> [WHAT TO DO]: Could you put every line of the items below into a JSON list of strings, one string per line, leaving out any blank lines?

[Named-object pointing items]
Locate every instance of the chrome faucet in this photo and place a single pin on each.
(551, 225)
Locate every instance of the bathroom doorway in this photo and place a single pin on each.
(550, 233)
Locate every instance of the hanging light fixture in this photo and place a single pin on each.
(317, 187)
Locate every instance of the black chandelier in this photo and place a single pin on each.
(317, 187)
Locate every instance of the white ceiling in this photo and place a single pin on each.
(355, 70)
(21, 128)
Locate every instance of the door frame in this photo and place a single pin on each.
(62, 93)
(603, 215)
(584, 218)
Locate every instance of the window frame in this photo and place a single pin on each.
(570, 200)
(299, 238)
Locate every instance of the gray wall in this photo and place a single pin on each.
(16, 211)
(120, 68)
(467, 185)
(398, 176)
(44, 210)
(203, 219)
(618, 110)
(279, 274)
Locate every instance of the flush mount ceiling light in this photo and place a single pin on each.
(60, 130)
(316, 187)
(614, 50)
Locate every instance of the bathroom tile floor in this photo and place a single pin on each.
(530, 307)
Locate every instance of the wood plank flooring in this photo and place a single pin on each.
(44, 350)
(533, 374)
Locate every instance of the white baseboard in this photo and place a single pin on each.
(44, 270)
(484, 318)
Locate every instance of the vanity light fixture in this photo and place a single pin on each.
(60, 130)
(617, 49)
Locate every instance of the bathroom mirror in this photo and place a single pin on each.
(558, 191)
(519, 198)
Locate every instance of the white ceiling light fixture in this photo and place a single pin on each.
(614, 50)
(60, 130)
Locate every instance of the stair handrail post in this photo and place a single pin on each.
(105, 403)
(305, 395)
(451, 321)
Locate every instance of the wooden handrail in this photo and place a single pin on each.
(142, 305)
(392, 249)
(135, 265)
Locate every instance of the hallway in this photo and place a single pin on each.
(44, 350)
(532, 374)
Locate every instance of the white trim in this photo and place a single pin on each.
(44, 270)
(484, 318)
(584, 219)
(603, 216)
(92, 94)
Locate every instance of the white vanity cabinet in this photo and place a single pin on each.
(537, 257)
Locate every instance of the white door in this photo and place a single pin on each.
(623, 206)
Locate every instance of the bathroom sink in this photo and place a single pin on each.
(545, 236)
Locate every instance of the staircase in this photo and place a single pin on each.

> [TASK SOLUTION]:
[
  "Locate every instance of the chrome faucet in this photo and place a single pin on each.",
  "(551, 225)",
  "Locate every instance of the bathroom doorway in this photo and place a single pin on each.",
  "(550, 233)",
  "Locate every instance of the hanging light fixture in this photo and place a single pin on each.",
  "(317, 187)",
  "Locate every instance of the black chandelier in this photo and place a single pin on each.",
  "(317, 187)",
  "Locate every instance of the white ceiling in this photo and place a single pin on each.",
  "(355, 70)",
  "(21, 128)",
  "Locate every instance of the door frame in this photo and place a single pin on each.",
  "(62, 93)",
  "(603, 215)",
  "(584, 218)",
  "Locate every instance of the window frame in this photo and place a single pin on each.",
  "(570, 200)",
  "(299, 238)",
  "Locate every instance of the gray wall in this photo and place a single pin on each.",
  "(16, 211)",
  "(120, 68)",
  "(467, 185)",
  "(398, 176)",
  "(44, 210)",
  "(203, 219)",
  "(618, 110)",
  "(279, 274)",
  "Locate every instance of the flush mount ceiling light in this photo and place a single pin on each.",
  "(60, 130)",
  "(316, 187)",
  "(614, 50)",
  "Locate every instance of the bathroom tile floor in this photo and place a single pin on each.",
  "(530, 307)",
  "Locate every instance of the wood plank flooring in this photo and place a single pin on each.",
  "(44, 350)",
  "(533, 374)",
  "Locate every instance of the white baseboard in this photo and place a single pin on each.",
  "(44, 270)",
  "(484, 318)",
  "Locate every instance of the vanity light fixture in this photo and place a single pin on each.",
  "(60, 130)",
  "(617, 49)",
  "Locate every instance of the bathroom mirror in this photo and place a single pin on each.",
  "(558, 191)",
  "(519, 198)",
  "Locate every instance of the white ceiling light fixture in this photo and place a single pin on each.",
  "(614, 50)",
  "(60, 130)",
  "Locate every instance of the stair handrail post in this photo and place a single pin on each.",
  "(105, 403)",
  "(305, 395)",
  "(451, 321)",
  "Locate every instance of the wooden handrail in this photo and place a single pin on each.",
  "(142, 305)",
  "(392, 249)",
  "(135, 265)",
  "Locate every instance of the hallway in this photo and place a single pin on each.",
  "(44, 350)",
  "(532, 374)",
  "Locate every instance of the white trim in this photo and place a single pin on each.",
  "(44, 270)",
  "(484, 318)",
  "(584, 219)",
  "(603, 216)",
  "(92, 94)",
  "Locate every instance of the white vanity cabinet in this photo and place a single pin on each.",
  "(537, 257)",
  "Locate every instance of the white door in this photo and place a single pin on each.",
  "(623, 206)",
  "Locate every instance of the bathroom sink in this photo and place a single pin on each.",
  "(545, 236)",
  "Locate every instance of the staircase in this photo and place a single pin on each."
]